Point labeling examples
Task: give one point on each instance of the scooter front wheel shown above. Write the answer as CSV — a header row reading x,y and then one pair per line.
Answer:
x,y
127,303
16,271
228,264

■ REQUIREMENTS
Could you lay out every line of the records above as a Markdown table with a Row column giving each line's number and a Line column holding the line itself, leaving out any blank lines?

■ ANSWER FOR THE TASK
| Row | Line |
|---|---|
| 1 | Task: give one point on each instance of the scooter front wheel shown above. Write the answer as CSV — a header row reading x,y and then one pair per line. |
| 2 | Answer: |
| 3 | x,y |
| 4 | 127,303 |
| 5 | 16,271 |
| 6 | 228,264 |